→ Work instructions
Show every line of the records that contains the string "parking", copying each line in full. Case counts.

------------------------------------------------------------------------

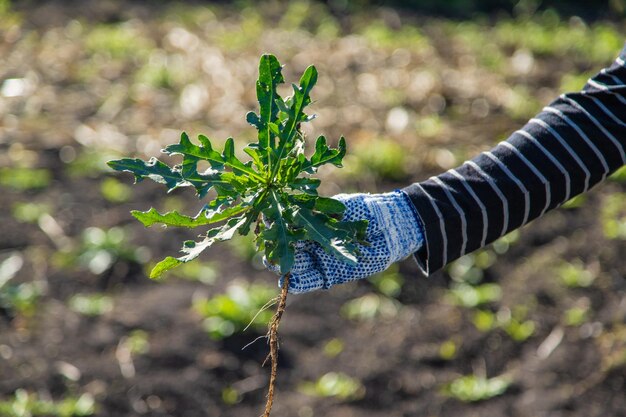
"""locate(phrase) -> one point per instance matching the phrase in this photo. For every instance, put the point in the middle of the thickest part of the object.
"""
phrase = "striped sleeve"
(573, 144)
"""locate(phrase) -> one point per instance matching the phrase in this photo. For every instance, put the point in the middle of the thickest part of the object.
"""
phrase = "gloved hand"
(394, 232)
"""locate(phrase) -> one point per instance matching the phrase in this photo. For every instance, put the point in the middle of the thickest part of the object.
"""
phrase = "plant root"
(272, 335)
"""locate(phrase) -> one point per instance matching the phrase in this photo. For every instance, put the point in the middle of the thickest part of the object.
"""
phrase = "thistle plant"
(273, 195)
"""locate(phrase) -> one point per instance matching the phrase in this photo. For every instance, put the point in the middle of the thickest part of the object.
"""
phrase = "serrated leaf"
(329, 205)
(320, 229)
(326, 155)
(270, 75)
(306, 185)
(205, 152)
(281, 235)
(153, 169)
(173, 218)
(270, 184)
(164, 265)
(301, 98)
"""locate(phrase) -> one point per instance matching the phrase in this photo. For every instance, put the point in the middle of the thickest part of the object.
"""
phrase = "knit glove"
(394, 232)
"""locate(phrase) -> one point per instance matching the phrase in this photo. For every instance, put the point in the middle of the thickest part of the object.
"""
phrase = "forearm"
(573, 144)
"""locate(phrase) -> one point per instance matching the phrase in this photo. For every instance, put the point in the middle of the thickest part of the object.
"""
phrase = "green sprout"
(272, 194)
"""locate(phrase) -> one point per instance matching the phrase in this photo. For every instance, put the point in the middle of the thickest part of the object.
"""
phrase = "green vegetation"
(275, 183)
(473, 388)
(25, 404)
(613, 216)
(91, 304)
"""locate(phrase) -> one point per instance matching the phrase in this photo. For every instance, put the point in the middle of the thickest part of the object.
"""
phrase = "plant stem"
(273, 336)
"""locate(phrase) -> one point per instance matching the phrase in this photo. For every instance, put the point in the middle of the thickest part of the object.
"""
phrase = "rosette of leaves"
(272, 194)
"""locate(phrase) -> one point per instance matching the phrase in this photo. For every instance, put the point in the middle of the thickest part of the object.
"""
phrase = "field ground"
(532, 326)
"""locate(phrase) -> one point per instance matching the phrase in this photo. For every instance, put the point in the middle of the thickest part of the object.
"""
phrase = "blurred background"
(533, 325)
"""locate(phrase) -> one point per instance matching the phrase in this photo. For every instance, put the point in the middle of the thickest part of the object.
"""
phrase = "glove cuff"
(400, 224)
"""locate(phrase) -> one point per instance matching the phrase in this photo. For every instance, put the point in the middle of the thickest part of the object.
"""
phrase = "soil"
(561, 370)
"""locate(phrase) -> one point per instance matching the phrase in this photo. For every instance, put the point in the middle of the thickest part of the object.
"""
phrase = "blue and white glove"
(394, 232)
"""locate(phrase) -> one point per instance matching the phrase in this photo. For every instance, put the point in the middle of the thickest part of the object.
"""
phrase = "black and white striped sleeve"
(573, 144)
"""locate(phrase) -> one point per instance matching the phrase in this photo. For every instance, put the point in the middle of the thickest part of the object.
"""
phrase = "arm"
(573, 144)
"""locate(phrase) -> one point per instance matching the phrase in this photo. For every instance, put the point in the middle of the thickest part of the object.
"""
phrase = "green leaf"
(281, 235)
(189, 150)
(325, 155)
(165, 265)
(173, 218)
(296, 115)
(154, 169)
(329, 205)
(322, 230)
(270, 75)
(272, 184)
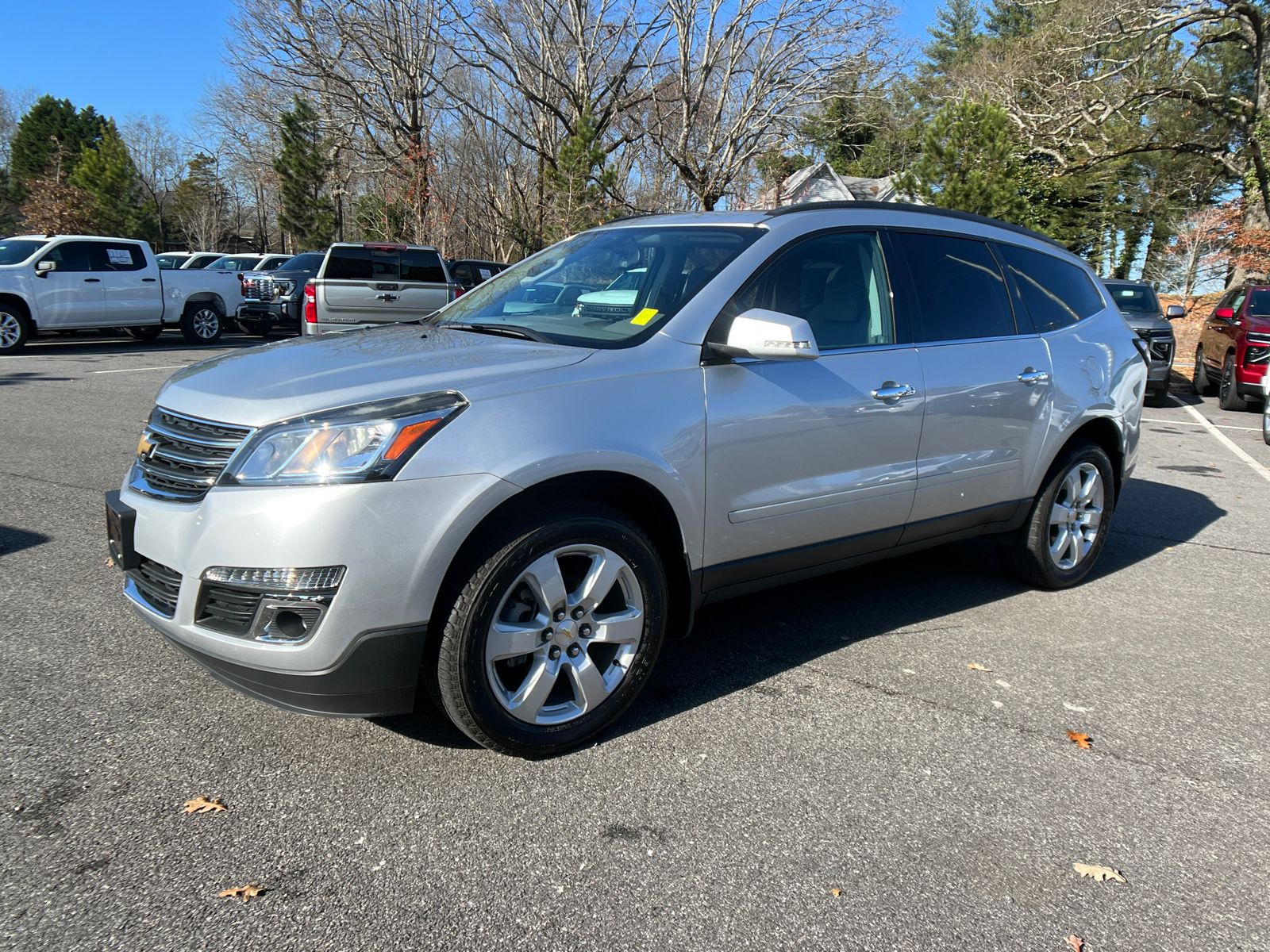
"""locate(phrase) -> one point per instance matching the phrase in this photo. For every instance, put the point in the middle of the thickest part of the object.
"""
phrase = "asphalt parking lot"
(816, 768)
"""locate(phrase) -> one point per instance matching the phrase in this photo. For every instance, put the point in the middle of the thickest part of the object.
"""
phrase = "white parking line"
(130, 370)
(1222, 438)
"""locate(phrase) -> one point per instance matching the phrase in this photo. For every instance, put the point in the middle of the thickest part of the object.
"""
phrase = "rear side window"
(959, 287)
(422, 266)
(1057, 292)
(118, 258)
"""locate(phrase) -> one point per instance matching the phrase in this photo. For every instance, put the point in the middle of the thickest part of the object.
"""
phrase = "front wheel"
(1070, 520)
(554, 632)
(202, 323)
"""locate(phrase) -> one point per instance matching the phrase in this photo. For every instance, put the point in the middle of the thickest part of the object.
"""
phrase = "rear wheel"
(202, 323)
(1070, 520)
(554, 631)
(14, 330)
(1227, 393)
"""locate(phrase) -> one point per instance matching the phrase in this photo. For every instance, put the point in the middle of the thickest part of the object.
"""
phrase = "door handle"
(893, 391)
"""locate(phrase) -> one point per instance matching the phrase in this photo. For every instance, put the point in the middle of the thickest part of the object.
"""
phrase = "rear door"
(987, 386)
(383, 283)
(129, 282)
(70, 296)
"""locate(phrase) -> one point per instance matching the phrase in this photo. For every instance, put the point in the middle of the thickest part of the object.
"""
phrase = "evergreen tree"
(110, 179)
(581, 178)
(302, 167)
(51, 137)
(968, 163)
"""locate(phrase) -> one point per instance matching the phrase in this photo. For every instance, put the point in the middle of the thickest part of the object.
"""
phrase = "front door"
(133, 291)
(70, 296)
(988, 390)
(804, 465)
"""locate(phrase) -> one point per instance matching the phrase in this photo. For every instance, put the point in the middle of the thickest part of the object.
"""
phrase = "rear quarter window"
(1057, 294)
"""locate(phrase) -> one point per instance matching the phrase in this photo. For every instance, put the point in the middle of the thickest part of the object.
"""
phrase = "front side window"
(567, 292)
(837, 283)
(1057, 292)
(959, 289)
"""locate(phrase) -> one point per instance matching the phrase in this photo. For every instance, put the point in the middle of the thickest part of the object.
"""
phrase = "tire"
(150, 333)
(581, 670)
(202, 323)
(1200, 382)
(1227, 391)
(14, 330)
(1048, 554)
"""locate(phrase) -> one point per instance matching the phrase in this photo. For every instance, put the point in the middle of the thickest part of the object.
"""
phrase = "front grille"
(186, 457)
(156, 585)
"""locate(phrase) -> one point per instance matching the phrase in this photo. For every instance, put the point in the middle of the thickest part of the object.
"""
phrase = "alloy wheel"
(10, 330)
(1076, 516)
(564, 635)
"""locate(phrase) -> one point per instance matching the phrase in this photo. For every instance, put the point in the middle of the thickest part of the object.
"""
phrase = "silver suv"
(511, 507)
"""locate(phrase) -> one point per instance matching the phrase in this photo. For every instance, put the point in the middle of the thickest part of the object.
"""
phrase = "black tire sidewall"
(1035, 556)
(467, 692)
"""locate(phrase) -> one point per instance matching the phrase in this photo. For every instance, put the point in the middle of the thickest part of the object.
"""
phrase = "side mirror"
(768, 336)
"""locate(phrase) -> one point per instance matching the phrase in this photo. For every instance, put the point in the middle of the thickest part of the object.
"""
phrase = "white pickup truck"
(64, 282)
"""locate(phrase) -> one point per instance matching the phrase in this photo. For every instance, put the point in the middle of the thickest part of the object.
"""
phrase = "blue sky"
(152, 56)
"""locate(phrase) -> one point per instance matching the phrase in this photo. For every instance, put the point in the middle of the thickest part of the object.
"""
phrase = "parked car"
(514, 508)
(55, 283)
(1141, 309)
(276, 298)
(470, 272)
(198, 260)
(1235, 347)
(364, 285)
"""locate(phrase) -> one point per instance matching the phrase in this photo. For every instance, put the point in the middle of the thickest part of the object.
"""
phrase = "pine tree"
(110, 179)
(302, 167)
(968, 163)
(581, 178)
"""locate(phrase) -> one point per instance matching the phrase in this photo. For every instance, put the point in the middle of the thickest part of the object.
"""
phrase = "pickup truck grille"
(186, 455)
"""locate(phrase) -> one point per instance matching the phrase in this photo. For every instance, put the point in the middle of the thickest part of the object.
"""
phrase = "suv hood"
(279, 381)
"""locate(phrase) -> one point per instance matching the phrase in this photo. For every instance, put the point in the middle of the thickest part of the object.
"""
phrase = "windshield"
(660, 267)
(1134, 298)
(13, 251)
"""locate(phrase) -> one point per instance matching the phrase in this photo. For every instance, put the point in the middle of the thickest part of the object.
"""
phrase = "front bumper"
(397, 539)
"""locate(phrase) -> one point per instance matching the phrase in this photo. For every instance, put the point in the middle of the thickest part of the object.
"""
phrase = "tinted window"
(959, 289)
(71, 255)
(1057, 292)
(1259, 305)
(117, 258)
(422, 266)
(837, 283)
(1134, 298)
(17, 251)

------------------------------------------------------------------------

→ Expected answer
phrase = "asphalt parking lot"
phrase = "white parking line"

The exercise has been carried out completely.